Page
►

THE OBLIGATORY CONDITION IS YOUR ACCEPTANCE AND AGREEMENT WITH THIS CONDITION. TAKING PART IN THIS AFFILIATE PROGRAM OF THE COMPANY, YOU (THE PARTY) DEMONSTRATE YOUR ACCEPTANCE AND AGREEMENT WITH ALL TERMS AND CONDITIONS OF THIS AGREEMENT. IF THIS AGREEMENT IS NOT QUITE ACCEPTABLE TO YOU (THE PARTY), YOU (THE PARTY) SHALL IMMEDIATELY CEASE TO USE THIS AFFILIATE PROGRAM.
2.1. Customer shall be a legal entity or individual person, who on the basis of particular agreements with the Company purchased a product or service.
2.2. Affiliate shall be an individual person or legal entity, registered at Serpstat.com service and using referral link, having rights and obligations, in accordance with this Agreement and other agreements between him and Company.
2.3. Affiliate Program shall be a complex of program and marketing components due to which the fixation of the realized product or service rendered and further payment of rewards to the Affiliate is carried out.
3. General Provisions
3.1. Under this Agreement the Affiliate in his own name, at own expense, but in the interest of the Company shall perform actions, aimed at the customer searching and acquisition for the further services rendering by the Company, and the Company shall be obliged to pay the Affiliate a reward in the amount and in accordance with the procedure specified in this Agreement.

◄

Provided records
►

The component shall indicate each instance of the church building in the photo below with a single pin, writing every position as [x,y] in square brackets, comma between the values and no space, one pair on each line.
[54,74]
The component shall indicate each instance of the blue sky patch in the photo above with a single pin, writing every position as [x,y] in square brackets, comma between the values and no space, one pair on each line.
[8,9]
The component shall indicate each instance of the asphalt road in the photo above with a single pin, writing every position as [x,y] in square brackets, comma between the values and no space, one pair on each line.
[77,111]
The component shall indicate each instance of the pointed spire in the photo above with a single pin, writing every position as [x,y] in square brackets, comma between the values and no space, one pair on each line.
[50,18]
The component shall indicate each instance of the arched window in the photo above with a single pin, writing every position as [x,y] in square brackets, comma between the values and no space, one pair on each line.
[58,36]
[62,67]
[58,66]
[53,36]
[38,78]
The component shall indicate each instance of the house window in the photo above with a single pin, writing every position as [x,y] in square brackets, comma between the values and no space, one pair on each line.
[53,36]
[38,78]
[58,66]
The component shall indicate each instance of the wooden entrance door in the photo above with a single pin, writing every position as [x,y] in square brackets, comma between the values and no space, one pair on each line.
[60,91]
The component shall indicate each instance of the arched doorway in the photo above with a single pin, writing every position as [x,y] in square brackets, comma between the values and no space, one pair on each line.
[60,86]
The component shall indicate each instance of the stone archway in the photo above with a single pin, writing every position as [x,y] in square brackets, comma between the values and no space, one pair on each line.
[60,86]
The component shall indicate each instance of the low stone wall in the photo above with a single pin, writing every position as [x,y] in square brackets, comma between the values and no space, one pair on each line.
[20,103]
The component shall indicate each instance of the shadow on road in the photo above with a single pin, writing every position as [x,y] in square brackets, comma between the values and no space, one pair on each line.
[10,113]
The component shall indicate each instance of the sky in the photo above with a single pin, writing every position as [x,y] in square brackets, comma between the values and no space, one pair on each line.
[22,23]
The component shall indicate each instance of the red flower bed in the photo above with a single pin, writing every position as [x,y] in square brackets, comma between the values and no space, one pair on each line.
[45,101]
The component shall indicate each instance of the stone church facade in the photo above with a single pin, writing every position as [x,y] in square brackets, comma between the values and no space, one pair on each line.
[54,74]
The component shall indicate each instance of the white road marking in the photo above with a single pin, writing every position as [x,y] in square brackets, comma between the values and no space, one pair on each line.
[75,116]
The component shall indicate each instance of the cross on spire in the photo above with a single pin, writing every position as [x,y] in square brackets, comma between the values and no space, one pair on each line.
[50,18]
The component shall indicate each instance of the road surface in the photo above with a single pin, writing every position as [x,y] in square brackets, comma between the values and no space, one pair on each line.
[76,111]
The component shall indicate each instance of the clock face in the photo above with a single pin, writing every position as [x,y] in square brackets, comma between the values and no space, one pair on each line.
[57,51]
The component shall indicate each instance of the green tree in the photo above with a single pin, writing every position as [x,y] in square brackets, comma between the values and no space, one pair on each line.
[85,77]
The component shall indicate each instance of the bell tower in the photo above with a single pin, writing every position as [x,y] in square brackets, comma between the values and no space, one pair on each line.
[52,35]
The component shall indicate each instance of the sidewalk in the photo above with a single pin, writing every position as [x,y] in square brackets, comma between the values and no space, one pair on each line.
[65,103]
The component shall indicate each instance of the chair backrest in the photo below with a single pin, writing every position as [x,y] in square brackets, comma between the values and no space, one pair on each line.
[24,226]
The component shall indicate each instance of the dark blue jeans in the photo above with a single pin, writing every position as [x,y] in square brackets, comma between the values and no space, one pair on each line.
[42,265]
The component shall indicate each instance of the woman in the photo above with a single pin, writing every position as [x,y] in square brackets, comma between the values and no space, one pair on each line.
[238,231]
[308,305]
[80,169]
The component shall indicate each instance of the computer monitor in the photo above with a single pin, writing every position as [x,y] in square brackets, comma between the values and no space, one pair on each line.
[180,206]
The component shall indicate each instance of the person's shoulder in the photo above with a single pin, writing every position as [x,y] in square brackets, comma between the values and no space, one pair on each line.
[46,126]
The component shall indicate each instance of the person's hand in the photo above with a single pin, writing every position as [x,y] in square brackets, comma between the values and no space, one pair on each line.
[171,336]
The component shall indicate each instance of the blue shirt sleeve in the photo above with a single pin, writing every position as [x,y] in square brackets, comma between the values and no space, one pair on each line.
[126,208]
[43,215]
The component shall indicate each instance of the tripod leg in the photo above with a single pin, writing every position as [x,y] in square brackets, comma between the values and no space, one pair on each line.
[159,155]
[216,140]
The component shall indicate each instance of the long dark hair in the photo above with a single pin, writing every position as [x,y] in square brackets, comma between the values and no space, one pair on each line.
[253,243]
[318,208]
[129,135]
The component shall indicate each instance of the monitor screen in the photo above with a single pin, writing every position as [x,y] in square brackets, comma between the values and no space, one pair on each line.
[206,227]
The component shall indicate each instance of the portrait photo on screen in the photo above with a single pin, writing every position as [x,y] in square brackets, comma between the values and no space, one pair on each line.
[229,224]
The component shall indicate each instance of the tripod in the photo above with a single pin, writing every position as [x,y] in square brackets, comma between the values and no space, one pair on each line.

◄

What this exercise asks
1. Decide whether each statement agrees with the affiliate agreement, answering yes or no and quoting the words of the agreement that decide it: (a) A customer may be either a legal entity or an individual person. (b) The affiliate carries out the agreed actions at the Company's expense. (c) The Company is obliged to pay the affiliate a reward.
2. Write the next part of the affiliate agreement, starting after its last sentence.
The items are separate material from the affiliate agreement.

Results of the tasks
1.
(a) Yes: "Customer shall be a legal entity or individual person"
(b) No: "in his own name, at own expense, but in the interest of the Company"
(c) Yes: "the Company shall be obliged to pay the Affiliate a reward"

2.
3.2. The Affiliate shall not be an owner and/or service provider, but only shall perform the mediation function of agent between the Company, the service provider, and Customers.
3.3. This Agreement under no circumstances shall represent joint venture and/or relationship between the employer and employee. Affiliate can perform activity and represent itself in the relations with the third parties only as the Affiliate of the Company and in no circumstances as someone else.
3.4. Participation of the Affiliate in the Affiliate Program shall be free of charge.
3.5. The Company shall develop constantly and improve the Services of its Affiliate Program. In this context, the Company shall reserve a right completely or partially to cease rendering one of the services, if it is required because of the preventive measures, improvement of the service functions, or change of the rendered service.
4. The Rights and Obligations of the Parties
4.1. The Obligations of the Affiliate:
4.1.1. The Affiliate shall be obliged to ensure the compliance of the business being conducted with the legislation of the country of residence.
4.1.2. In the case, if the third parties file claims to the Company related to the Affiliate's activity, the Affiliate shall be obliged to settle all claims of such parties on its own.
4.1.3. The Affiliate shall be obliged to keep strictly own data (login and password) for the access to the personal account and to create required conditions to protect this information.
4.1.4. In the case of finding situations or people, violating lawful rights, or carrying out business in order to do harm to the interests of the Company, the Affiliate shall immediately notify the Company thereof and provide possible assistance to protect the Company.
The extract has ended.